**Short exercise**:
Find each line in the records that contains the string "pole", and copy those lines out. Case counts.

**Given data**:
========================================
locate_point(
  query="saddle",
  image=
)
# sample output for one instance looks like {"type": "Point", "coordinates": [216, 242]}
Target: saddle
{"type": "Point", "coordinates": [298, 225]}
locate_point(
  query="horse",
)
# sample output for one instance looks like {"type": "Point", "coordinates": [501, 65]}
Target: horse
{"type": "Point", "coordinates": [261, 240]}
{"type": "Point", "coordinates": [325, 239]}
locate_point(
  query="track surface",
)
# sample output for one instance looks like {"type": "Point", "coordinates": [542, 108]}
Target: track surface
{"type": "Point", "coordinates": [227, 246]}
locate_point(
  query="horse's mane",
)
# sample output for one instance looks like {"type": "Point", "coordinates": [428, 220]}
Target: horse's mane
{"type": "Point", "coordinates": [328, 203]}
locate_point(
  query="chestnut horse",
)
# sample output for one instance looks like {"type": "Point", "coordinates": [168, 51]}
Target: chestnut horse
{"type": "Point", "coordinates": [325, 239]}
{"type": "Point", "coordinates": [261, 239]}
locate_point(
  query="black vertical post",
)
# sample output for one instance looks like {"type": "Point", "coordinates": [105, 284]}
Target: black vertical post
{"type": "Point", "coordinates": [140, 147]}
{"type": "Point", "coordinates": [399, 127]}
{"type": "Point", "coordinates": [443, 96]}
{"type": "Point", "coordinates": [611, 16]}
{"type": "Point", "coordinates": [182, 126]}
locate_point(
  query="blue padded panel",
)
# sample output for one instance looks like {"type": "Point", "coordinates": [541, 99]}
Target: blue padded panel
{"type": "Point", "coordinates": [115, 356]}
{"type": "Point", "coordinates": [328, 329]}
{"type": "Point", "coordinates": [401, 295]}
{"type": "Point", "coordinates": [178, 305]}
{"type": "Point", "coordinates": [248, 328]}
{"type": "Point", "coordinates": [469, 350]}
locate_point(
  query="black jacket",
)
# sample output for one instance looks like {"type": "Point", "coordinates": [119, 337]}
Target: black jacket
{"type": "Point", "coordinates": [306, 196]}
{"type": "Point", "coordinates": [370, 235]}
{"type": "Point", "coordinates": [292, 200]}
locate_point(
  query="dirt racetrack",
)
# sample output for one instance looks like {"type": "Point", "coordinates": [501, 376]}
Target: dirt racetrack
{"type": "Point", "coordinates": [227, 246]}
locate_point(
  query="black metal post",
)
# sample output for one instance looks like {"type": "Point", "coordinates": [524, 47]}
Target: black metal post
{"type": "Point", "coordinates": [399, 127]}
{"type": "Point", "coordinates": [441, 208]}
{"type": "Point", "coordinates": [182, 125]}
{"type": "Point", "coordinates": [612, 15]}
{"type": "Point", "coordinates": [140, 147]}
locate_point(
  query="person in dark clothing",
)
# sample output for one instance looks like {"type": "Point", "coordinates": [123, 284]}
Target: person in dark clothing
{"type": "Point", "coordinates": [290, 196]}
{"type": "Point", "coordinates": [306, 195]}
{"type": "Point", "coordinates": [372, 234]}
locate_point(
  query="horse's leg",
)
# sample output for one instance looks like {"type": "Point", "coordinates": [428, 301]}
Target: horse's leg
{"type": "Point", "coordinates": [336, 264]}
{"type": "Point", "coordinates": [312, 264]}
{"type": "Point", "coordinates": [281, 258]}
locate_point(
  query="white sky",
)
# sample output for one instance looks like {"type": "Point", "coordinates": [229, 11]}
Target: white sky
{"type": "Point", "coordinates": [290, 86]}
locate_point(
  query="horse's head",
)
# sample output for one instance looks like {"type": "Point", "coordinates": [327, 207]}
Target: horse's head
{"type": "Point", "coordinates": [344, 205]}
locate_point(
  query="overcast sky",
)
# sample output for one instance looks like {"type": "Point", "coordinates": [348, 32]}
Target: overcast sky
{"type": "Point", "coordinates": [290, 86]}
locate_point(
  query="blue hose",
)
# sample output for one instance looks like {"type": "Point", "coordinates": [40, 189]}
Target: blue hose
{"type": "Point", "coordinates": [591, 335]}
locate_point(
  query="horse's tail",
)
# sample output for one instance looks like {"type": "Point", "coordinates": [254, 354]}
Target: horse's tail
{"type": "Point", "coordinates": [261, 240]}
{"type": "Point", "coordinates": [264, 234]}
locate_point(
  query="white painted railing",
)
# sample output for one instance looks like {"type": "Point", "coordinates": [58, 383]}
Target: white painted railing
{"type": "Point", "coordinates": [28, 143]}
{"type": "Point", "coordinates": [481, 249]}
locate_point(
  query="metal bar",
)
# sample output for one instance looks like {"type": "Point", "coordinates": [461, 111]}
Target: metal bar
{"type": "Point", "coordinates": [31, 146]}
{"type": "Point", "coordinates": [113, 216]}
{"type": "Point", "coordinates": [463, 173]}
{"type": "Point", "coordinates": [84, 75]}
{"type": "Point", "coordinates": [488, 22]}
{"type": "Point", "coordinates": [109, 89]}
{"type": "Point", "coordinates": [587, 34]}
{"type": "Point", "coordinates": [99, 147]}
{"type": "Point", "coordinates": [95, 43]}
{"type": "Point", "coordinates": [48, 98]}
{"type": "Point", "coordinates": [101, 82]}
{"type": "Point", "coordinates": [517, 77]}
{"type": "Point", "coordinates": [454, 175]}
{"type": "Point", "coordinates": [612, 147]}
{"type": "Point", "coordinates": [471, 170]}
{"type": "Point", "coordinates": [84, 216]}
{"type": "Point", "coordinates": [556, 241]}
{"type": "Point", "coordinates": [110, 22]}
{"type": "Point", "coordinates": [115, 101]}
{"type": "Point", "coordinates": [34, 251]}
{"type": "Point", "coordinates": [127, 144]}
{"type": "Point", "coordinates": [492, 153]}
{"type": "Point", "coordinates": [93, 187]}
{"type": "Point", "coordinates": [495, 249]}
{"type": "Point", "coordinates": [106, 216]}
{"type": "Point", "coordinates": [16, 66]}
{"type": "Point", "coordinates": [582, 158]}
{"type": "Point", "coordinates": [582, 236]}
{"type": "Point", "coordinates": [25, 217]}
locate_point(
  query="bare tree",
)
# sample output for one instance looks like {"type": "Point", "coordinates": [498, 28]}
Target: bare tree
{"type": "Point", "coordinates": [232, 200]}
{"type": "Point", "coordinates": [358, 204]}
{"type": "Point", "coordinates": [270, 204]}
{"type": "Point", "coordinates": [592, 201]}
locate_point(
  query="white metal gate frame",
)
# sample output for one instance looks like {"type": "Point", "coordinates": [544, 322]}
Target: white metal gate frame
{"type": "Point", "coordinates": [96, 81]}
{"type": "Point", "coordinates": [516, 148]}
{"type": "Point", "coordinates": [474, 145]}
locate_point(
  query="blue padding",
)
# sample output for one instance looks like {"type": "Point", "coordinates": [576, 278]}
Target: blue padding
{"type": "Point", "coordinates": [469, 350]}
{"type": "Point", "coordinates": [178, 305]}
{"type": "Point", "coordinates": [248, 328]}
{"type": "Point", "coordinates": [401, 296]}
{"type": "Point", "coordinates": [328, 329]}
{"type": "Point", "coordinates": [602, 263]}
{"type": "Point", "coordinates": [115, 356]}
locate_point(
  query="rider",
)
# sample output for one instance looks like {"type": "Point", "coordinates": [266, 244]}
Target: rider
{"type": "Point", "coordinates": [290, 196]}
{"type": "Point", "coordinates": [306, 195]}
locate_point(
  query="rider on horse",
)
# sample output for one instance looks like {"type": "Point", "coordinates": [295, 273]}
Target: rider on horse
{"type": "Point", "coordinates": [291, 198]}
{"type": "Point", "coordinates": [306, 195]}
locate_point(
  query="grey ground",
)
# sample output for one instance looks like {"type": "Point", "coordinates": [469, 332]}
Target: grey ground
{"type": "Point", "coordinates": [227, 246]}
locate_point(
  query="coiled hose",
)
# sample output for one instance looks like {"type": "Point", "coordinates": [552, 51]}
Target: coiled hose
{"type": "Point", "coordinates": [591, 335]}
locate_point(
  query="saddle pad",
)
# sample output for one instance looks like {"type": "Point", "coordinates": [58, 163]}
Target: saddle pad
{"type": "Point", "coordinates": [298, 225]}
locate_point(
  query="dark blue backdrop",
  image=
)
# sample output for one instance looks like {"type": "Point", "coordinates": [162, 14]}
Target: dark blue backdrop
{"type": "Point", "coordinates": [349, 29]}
========================================
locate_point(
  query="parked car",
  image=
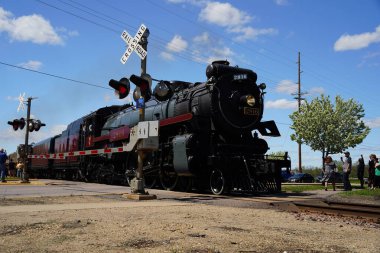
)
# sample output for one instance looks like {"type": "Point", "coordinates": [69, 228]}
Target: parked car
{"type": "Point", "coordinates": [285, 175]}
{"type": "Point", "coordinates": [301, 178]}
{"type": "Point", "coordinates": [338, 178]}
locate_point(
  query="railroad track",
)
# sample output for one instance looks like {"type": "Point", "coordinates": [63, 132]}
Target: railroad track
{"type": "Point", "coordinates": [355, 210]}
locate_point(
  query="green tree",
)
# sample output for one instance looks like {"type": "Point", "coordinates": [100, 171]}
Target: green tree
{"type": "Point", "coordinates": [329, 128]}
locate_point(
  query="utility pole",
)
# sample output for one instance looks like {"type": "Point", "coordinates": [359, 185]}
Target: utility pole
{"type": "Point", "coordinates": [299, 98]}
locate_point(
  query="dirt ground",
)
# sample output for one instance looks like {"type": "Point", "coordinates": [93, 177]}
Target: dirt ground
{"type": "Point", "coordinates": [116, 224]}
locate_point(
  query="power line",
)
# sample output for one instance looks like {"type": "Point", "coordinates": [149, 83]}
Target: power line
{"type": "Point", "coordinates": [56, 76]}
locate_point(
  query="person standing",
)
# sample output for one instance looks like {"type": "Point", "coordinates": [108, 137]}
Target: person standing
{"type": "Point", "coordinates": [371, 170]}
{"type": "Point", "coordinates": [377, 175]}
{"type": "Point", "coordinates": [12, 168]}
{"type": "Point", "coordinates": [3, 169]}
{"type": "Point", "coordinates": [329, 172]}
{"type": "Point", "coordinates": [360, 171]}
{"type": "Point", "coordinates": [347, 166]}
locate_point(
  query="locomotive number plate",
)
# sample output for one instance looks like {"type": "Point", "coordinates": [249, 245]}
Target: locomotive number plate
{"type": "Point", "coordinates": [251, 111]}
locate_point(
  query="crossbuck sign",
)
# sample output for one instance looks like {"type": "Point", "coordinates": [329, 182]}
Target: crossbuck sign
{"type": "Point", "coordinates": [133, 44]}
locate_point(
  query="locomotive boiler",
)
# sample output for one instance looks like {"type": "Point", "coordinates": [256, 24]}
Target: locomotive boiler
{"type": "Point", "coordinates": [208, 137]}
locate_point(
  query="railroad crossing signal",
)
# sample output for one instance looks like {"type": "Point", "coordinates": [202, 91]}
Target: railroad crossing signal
========================================
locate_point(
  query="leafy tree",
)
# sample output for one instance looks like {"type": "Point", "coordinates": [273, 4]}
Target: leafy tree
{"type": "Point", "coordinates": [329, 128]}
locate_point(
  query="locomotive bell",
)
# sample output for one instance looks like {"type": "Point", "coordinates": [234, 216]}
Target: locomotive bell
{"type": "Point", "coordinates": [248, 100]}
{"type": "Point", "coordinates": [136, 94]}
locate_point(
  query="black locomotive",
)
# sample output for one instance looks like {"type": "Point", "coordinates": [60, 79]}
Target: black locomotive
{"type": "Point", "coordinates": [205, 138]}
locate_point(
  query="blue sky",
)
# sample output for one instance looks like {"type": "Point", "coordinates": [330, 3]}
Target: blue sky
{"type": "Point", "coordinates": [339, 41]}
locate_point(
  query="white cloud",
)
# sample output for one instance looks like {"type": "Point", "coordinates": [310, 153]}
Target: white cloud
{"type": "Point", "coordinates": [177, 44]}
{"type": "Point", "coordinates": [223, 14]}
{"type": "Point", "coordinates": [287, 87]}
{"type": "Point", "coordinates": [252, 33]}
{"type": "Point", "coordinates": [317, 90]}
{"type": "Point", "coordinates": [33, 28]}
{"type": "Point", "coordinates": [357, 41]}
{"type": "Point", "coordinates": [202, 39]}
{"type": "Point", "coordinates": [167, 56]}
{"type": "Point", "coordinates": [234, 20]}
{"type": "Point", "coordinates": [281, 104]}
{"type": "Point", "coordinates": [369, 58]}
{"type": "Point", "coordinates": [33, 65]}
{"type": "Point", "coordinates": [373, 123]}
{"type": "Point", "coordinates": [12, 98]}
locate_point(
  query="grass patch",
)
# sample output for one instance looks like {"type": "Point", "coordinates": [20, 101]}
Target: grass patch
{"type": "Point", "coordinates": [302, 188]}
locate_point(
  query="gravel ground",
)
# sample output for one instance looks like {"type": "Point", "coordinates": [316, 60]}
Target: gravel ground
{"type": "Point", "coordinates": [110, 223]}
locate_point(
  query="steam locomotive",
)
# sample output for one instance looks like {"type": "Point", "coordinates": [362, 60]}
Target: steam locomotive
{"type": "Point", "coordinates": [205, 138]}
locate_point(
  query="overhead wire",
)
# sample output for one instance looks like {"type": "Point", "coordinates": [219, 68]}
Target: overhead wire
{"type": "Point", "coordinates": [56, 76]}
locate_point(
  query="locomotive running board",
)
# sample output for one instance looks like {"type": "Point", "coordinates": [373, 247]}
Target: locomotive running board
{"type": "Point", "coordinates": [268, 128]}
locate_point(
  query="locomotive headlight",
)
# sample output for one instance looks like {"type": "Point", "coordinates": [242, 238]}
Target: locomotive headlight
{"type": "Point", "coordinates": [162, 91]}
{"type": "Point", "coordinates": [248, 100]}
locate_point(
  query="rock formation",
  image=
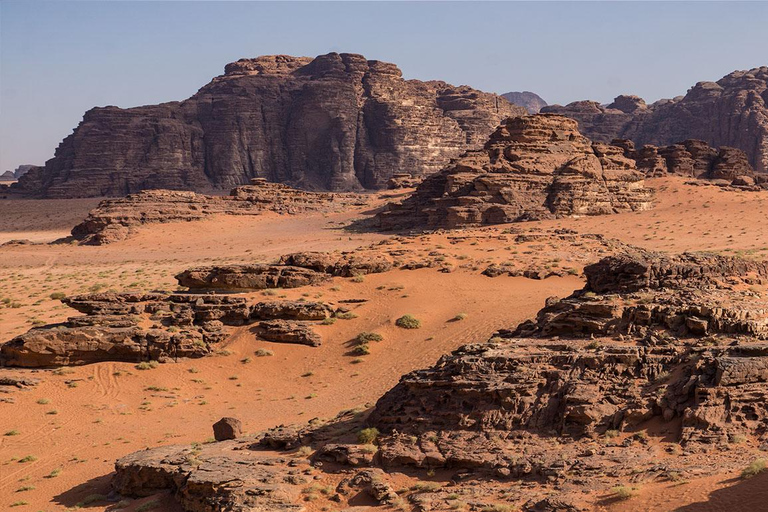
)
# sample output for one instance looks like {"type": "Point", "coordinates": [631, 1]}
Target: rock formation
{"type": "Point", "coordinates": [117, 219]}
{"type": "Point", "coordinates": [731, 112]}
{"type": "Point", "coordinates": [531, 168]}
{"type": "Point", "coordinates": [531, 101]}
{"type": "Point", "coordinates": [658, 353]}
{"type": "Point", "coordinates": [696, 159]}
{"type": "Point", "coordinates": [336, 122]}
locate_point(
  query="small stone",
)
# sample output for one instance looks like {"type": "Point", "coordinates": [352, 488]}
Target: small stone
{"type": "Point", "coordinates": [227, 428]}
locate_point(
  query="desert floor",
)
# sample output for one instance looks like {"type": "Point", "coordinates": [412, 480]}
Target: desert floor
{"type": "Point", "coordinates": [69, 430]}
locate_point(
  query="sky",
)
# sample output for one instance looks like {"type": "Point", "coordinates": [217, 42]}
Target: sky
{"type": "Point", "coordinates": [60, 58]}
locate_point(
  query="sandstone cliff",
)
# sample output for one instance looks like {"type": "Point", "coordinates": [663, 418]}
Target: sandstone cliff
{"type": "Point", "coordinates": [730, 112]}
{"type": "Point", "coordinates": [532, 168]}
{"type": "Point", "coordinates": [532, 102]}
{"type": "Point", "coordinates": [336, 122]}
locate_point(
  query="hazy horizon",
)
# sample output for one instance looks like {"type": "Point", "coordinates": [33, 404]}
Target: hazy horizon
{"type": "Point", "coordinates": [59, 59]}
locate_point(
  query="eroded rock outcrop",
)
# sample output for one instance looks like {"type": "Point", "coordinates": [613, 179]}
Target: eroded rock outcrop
========================================
**Completed exercise**:
  query="utility pole",
Target: utility pole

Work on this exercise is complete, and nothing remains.